> WHAT TO WORK ON:
Reproduce every line of the records below without changing anything.

> DATASET:
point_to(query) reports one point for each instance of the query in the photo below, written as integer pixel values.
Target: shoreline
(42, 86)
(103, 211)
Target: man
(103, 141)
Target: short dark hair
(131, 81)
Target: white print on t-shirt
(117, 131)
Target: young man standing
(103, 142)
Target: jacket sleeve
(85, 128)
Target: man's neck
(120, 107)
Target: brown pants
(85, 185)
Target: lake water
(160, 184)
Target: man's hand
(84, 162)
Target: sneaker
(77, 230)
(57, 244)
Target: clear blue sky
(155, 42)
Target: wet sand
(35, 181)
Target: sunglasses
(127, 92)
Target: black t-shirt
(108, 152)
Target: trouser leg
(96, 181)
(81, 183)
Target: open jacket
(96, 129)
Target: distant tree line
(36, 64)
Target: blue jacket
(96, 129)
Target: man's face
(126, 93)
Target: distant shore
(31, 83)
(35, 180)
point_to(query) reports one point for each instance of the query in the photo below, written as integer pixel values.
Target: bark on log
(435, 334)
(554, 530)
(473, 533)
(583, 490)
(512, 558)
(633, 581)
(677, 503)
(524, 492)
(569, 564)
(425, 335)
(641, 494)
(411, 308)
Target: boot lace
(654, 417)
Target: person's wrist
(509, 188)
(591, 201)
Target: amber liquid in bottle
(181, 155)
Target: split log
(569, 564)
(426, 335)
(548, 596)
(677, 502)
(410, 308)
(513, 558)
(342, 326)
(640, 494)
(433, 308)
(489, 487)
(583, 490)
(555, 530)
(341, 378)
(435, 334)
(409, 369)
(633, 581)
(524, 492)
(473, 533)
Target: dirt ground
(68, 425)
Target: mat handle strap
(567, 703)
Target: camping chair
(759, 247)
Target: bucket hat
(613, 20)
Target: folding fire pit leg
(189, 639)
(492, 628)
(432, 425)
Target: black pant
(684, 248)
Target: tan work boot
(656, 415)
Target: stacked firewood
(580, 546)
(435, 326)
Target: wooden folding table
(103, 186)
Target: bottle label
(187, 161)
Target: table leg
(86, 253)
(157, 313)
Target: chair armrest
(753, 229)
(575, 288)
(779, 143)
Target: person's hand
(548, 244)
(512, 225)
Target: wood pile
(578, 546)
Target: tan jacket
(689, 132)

> ANSWER TO THE PROBLEM:
point_to(query) reports one point for each instance of the query in the photo below, written as integer pixel values.
Target: shoreline
(42, 86)
(103, 211)
Target: man
(103, 141)
Target: short dark hair
(131, 81)
Target: white print on t-shirt
(117, 131)
Target: young man standing
(103, 142)
Target: jacket sleeve
(85, 128)
Target: man's neck
(120, 107)
Target: brown pants
(85, 185)
Target: lake water
(160, 184)
Target: man's hand
(84, 162)
Target: sneaker
(77, 230)
(57, 244)
Target: clear blue sky
(155, 42)
Target: wet sand
(35, 181)
Target: sunglasses
(127, 92)
Target: black t-shirt
(108, 152)
Target: trouser leg
(96, 181)
(81, 183)
Target: open jacket
(96, 129)
Target: distant tree line
(36, 64)
Target: blue jacket
(96, 129)
Target: man's face
(126, 93)
Target: distant shore
(31, 83)
(35, 180)
point_to(query) reports one point for each instance of the query in the photo below, written as integer pixel values.
Target: bark on log
(435, 334)
(554, 530)
(473, 533)
(583, 490)
(512, 558)
(633, 581)
(677, 503)
(524, 492)
(569, 564)
(425, 335)
(641, 494)
(411, 308)
Target: boot lace
(654, 417)
Target: person's wrist
(509, 188)
(591, 201)
Target: amber liquid in bottle
(181, 155)
Target: split log
(569, 564)
(426, 335)
(548, 596)
(677, 502)
(410, 308)
(513, 558)
(342, 326)
(640, 494)
(433, 308)
(489, 487)
(583, 490)
(555, 530)
(341, 378)
(435, 334)
(409, 369)
(633, 581)
(524, 492)
(473, 533)
Target: dirt ground
(68, 425)
Target: mat handle strap
(567, 703)
Target: camping chair
(759, 247)
Target: bucket hat
(613, 20)
Target: folding fire pit leg
(189, 639)
(492, 628)
(432, 425)
Target: black pant
(684, 248)
Target: tan work boot
(656, 415)
Target: stacked firewood
(580, 546)
(435, 326)
Target: wooden folding table
(103, 186)
Target: bottle label
(187, 161)
Target: table leg
(86, 253)
(157, 313)
Target: chair armrest
(753, 229)
(575, 288)
(779, 143)
Target: person's hand
(548, 244)
(512, 225)
Target: wood pile
(578, 546)
Target: tan jacket
(689, 132)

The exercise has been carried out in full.